DATA LISTING:

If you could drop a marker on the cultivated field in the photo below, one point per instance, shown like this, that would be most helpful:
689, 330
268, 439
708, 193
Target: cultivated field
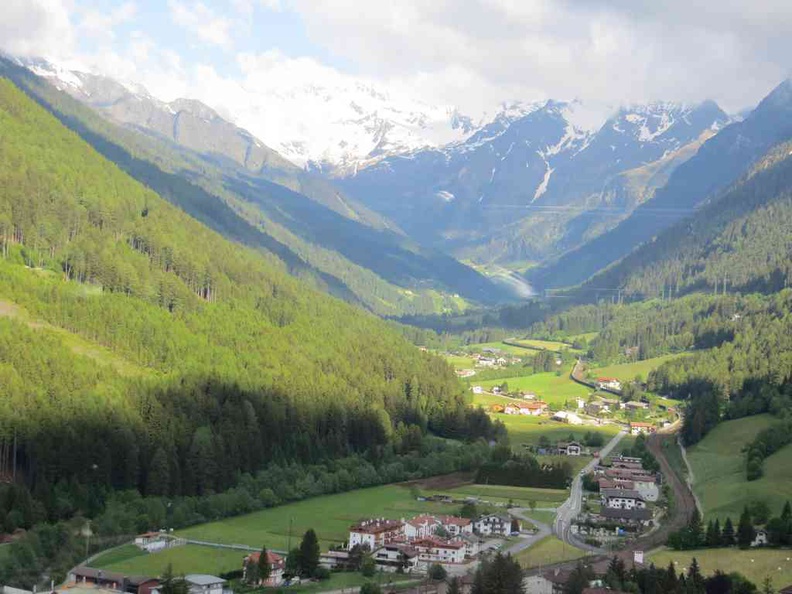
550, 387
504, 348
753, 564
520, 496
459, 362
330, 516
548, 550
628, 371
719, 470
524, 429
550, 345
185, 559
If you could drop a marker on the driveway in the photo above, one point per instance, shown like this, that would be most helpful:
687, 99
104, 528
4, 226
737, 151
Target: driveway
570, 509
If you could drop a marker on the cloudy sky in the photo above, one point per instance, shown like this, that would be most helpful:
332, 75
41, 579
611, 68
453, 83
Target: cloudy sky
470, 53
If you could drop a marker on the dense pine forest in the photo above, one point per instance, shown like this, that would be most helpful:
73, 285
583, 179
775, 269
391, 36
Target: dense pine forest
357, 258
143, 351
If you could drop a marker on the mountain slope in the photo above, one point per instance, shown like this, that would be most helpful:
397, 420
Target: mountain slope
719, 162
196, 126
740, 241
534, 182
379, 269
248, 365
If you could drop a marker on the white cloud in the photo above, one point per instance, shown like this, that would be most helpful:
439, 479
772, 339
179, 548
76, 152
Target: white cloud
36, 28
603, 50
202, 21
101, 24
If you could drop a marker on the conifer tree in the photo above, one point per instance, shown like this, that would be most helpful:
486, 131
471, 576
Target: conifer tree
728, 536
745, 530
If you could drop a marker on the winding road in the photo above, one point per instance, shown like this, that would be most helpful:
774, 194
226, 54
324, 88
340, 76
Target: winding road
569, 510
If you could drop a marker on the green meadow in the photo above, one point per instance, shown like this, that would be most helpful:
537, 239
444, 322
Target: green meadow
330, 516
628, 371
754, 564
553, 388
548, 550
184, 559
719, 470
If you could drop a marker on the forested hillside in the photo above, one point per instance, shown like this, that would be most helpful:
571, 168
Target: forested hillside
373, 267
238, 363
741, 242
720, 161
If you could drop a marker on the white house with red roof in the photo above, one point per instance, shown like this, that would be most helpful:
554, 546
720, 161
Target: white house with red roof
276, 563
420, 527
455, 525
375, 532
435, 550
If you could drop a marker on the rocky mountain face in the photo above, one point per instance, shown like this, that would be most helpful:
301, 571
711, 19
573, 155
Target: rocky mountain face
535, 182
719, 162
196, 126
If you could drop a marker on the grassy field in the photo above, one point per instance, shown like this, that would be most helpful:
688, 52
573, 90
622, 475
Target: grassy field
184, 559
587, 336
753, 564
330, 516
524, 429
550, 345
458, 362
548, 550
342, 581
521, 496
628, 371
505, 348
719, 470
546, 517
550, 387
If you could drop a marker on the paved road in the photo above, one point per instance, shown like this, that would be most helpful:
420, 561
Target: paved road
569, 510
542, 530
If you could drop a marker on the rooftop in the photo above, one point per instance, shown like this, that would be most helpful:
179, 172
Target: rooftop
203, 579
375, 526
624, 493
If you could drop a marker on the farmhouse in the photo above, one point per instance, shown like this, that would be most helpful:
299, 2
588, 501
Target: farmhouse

TASK PROMPT: Please copy the entire listing above word for word, leaving out the picture.

WRITTEN SOLUTION:
If you could drop a marker on the cultivated field in the photo below, one point per instance, shown like this, that would be most helpful:
689, 330
268, 439
708, 193
Target: cultivated field
550, 387
504, 348
753, 564
520, 496
459, 362
330, 516
548, 550
628, 371
719, 470
524, 429
550, 345
185, 559
If you could drop a marker on the driveway in the photo above, one point per instance, shown like this, that would be most helpful:
687, 99
104, 528
4, 226
737, 151
Target: driveway
570, 509
If you could drop a marker on the cloudy sky in the photo above, one point per instance, shown like this, that would be most helpful:
332, 75
41, 579
611, 68
453, 83
Target: cloudy sky
470, 53
If you could drop a marker on the dense pine forest in the photo above, one point per instance, shown like this, that would be most helpful:
73, 285
583, 179
775, 269
391, 36
Target: dense pine forest
357, 258
143, 351
If you could drop a marker on the mountain slope in the photo above, one point per instance, shown like this, that would be most helpful:
397, 420
Target: mountain slope
719, 162
196, 126
740, 241
534, 182
379, 269
248, 365
If you could drop a marker on the white cloud in the photo above, one point per instance, shown like this, that would be most helpful:
439, 479
772, 339
179, 548
76, 152
Target: white cloud
36, 28
603, 50
202, 21
101, 24
If you could drop a marker on the conifer tree in the photo above, one point per instance, shown like this, that would be most helpful:
486, 131
471, 576
Target: conifer tree
728, 536
745, 530
If you could drop a marker on the winding road in the photo above, one point per instance, shown like this, that would be most helpful:
774, 194
226, 54
324, 88
340, 76
Target: winding road
569, 510
If you could drop a marker on the green meadow in the photo above, one point per instance, shown like this, that would be most helpful:
537, 239
444, 322
Target: green meadow
330, 516
628, 371
754, 564
553, 388
548, 550
184, 559
719, 470
If you could drop a marker on the forested hillside in the photo above, one point per instance, shown like this, that would be most helpful:
571, 168
Target: forested hillside
373, 267
238, 363
741, 242
720, 161
If you could drop a marker on the white house with red roof in the photo above, one point per instance, shown like this, that would be most helpful:
554, 546
720, 161
Target: white house with red roof
276, 563
420, 527
455, 525
375, 532
435, 550
If you could drop a marker on the rocky mountain face in the photo above, one point per instance, shown like this, that would be most helpful:
301, 571
711, 19
573, 155
Target: rocky mountain face
535, 182
719, 162
196, 126
If you could drop a marker on the grassy field in the photo above, one point per instance, shown like this, that would be most helpful:
688, 52
573, 90
622, 475
Target: grassy field
184, 559
587, 336
753, 564
330, 516
524, 429
550, 345
458, 362
548, 550
342, 581
521, 496
628, 371
505, 348
719, 470
546, 517
550, 387
If you could drop a marker on the paved road in the photo above, one point per instance, shown like this, that would be most helpful:
420, 561
Target: paved road
569, 510
542, 530
If you could drop a marker on the rooftop in the photo above, one point per instance, shown like this, that would be most helpful:
179, 172
Target: rooftop
203, 579
375, 526
624, 493
If you could drop a marker on the farmhouse in the photo above, one point per instance, shown like this, that would be most helpful:
299, 2
588, 501
Target: farmhouse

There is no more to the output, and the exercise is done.